▸ **Tarefas**:
1 – Extraia, sem qualquer alteração, a parte do texto sobre inseminação artificial que se inicia com as palavras contendo "A evolução dos" e se encerra com "sobre o rebanho.".
2 – Dê continuidade ao texto sobre inseminação artificial a partir do ponto em que ele termina.

▸ **Trecho do documento**:
######

Dando continuidade à evolução das estratégias reprodutivas do sistema de cria, temos o início do uso da inseminação artificial (IA) a partir dos anos 70. A principal vantagem do uso da IA é justamente o ganho genético que se pode obter com a técnica. O simples fato de poder adquirir “paletas de sêmen” de touros avaliados e, comprovadamente, melhoradores ao invés dos próprios touros é o que há de mais espetacular. Além disso, permite reduzir ao máximo o número de touros dentro da fazenda, diminuindo custos com manutenção desses touros e controle mais eficiente sobre a sanidade do rebanho, principalmente do ponto de vista de doenças reprodutivas, em que a utilização do sêmen reduz a contaminação cruzada existente com a presença dos touros. No entanto, a IA por si só ainda apresenta alguns problemas como, por exemplo, a necessidade da observação de cio que hoje é o grande entrave ao se utilizar apenas a IA em grandes projetos pecuários.
A evolução dos protocolos de indução permitiram a concretização do uso da inseminação artificial em tempo fixo (IATF), por volta dos anos 2000. Essa, nada mais é, que o uso de protocolos hormonais com o objetivo de sincronizar as matrizes e colocá-las no mesmo ponto para serem inseminadas, eliminando totalmente o entrave de observação do cio, como no uso da IA apenas. A tecnologia vem de encontro ao que buscamos, que é concentrar os partos no início da estação de parição, permitindo melhoramento genético de ambos: touros e vacas, uma vez que, estaremos utilizando touros avaliados e podendo também selecionar as vacas que continuarão doando genes dentro do rebanho, tendo controle eficiente sobre a sanidade do rebanho. De forma resumida: permitir controle zootecnico total sobre o rebanho.

######

▸ **Dados disponíveis**:
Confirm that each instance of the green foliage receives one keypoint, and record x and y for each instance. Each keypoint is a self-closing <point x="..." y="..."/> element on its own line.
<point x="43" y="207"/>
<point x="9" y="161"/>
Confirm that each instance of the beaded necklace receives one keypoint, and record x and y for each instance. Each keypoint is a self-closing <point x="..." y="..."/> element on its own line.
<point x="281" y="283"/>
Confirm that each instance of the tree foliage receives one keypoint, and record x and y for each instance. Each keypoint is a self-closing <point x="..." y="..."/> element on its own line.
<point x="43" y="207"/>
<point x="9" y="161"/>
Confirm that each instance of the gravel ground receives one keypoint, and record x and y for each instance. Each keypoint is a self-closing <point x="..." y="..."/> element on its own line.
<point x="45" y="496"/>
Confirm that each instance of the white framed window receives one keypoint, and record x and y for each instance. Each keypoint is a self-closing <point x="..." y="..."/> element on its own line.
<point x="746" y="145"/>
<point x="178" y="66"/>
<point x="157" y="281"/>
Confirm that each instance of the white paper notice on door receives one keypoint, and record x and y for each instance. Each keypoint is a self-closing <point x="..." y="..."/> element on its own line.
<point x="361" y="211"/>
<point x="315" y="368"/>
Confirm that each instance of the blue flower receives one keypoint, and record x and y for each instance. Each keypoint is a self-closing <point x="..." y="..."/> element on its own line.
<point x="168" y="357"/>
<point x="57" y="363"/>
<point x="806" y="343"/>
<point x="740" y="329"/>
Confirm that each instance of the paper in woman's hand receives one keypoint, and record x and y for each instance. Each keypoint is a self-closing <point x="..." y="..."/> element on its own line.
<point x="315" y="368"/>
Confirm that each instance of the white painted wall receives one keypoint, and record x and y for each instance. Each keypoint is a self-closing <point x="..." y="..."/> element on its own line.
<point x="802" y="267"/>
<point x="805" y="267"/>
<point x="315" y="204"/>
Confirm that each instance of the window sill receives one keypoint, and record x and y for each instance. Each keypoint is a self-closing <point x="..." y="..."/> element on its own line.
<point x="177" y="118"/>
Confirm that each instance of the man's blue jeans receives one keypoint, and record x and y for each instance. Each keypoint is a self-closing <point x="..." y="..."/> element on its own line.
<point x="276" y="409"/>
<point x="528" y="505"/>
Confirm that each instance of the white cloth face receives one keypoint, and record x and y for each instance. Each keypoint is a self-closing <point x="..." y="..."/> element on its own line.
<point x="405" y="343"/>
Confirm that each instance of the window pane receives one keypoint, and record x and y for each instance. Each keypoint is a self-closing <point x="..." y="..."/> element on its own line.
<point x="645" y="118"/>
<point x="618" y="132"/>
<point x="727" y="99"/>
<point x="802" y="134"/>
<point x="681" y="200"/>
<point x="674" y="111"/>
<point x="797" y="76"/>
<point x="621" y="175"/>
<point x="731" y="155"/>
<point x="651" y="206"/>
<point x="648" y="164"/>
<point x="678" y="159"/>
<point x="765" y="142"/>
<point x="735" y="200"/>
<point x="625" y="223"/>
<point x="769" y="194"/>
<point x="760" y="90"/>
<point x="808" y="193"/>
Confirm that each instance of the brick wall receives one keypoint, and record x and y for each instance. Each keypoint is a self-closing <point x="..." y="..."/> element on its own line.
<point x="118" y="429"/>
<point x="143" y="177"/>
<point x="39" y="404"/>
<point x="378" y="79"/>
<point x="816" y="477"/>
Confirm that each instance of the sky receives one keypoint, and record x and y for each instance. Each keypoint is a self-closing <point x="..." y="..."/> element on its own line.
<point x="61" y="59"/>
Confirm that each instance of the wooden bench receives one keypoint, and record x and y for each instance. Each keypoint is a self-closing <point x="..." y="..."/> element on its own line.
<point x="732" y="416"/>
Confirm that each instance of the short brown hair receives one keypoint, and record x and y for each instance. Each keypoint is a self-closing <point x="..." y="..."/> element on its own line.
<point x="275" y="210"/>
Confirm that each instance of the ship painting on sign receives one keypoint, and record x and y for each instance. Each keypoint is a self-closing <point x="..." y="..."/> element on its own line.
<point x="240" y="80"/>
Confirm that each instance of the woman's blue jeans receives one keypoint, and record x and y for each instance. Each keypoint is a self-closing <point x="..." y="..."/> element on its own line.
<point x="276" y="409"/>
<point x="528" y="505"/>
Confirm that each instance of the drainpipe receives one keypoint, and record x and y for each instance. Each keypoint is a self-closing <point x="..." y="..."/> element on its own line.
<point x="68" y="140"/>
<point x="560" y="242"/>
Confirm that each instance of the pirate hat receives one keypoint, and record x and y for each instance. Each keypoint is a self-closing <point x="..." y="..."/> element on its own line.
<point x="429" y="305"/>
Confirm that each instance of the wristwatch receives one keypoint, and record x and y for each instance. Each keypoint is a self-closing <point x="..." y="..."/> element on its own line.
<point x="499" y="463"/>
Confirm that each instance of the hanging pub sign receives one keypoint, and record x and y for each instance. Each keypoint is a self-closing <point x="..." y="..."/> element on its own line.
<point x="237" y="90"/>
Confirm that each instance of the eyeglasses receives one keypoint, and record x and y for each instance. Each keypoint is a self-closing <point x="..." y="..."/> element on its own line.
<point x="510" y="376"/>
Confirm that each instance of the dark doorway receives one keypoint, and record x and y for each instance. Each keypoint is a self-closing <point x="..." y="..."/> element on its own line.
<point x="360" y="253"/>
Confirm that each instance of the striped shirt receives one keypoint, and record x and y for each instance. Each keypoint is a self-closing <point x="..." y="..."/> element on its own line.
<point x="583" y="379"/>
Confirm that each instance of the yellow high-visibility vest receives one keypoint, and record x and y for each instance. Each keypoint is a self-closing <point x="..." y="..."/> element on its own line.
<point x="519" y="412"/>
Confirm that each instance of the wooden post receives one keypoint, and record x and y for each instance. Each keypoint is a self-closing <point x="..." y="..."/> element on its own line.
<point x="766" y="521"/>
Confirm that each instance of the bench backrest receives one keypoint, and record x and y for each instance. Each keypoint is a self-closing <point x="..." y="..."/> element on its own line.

######

▸ **Respostas a seguir**:
1 –
A evolução dos protocolos de indução permitiram a concretização do uso da inseminação artificial em tempo fixo (IATF), por volta dos anos 2000. Essa, nada mais é, que o uso de protocolos hormonais com o objetivo de sincronizar as matrizes e colocá-las no mesmo ponto para serem inseminadas, eliminando totalmente o entrave de observação do cio, como no uso da IA apenas. A tecnologia vem de encontro ao que buscamos, que é concentrar os partos no início da estação de parição, permitindo melhoramento genético de ambos: touros e vacas, uma vez que, estaremos utilizando touros avaliados e podendo também selecionar as vacas que continuarão doando genes dentro do rebanho, tendo controle eficiente sobre a sanidade do rebanho. De forma resumida: permitir controle zootecnico total sobre o rebanho.

2 –
Apesar de toda essa tecnologia à disposição do produtor, é fácil encontrar fazendas que ainda não utilizam a estação de monta e muito menos a IATF em seu manejo reprodutivo. O pior de tudo, é quando encontramos fazendas indo contra o uso das estratégias, sem embasamento, simplesmente por terem feito uso errado da técnica.
Aproveito para citar uma passagem que presenciei durante uma visita a um produtor rural na região de Minas Geras. Durante a visita, o mesmo me disse que tentou uma vez, e que não quer mais saber dessa “tal” de IATF na propriedade. Ao questioná-lo, descobri que ele fez uso da técnica sem se preocupar em ter pasto bom, de qualidade e animais bem nutridos. Onde quero chegar com tudo isso? O primeiro ponto para se iniciar um programa reprodutivo que utilize a IATF, é dar atenção ao manejo, no qual os animais estão inseridos e, principalmente, à nutrição do rebanho, traduzido pelo escore de condição corporal das matrizes. Sendo assim, a IATF é uma técnica excelente, porém, muito fácil de ser “queimada”, se o fator nutrição não for levado em consideração. Inseminar um lote de vacas magras e/ou debilitadas, com toda a certeza, o resultado será ruim, porém, é necessário fazer o questionamento: de quem é a culpa, da técnica de IATF ou do mau manejo nutricional da fazenda?